According to the bile duct cancer text, why does this cancer go by different names, and what determines its symptoms? Answer in one to three sentences.

───── Text for analysis ─────

Bile Duct Cancer

Note: The information on cancer types on the ACRF website is not designed to provide medical or professional advice and is for information only. If you have any health problems or questions please consult your doctor.

  • What is bile duct cancer?

    The bile ducts are the tubes that take bile from the liver and pass it to the small bowel. Two bile ducts are connected to the liver and one is connected to the gallbladder. These three ducts join to form the common bile duct which then connects to the small bowel and meets the pancreatic duct.

    Bile Duct Cancer can start anywhere along the bile ducts. It has different names depending on where it starts, and symptoms depend on where it grows.

  • Types of bile duct cancer

    The different types of bile duct cancers include:

    • Klatskin tumours: This cancer, also known as perihilar cancer, starts where the right hepatic duct joins the left hepatic duct.
    • About 50 per cent of all bile duct cancers are Klatskin tumours.
    • Intrahepatic bile duct cancers: This cancer begins in the bile ducts within the liver. These tumours are treated in the same way as a primary liver cancer.
    • Common Bile Duct Cancer: This cancer begins in the common bile duct.

───── Listed entries ─────

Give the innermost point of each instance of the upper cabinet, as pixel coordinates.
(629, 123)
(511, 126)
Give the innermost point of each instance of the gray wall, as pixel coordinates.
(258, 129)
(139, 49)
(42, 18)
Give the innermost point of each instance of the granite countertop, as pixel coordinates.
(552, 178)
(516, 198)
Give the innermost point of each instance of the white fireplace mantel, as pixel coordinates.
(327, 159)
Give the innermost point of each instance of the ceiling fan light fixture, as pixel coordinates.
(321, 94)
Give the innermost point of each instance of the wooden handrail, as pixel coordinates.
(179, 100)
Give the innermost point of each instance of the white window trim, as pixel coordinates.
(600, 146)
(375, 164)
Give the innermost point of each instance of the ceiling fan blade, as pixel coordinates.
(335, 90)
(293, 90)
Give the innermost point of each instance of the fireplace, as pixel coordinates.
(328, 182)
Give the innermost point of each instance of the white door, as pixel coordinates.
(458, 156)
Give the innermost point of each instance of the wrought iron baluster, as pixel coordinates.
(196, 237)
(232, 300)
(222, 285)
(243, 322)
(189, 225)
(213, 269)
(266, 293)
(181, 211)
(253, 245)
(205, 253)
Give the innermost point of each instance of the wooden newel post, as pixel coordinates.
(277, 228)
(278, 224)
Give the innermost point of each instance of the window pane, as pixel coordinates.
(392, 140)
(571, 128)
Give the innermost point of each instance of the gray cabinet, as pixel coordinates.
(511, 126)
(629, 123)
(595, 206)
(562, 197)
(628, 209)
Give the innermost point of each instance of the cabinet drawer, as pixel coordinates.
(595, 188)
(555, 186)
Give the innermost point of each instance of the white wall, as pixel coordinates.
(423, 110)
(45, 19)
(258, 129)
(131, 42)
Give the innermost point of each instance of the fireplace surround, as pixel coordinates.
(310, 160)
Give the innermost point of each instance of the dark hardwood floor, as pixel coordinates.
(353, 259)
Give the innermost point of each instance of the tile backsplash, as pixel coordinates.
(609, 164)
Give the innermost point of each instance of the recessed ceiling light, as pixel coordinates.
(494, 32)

─────

Solution to the problem: Bile duct cancer can start anywhere along the bile ducts, and its name depends on where it starts. Its symptoms depend on where it grows.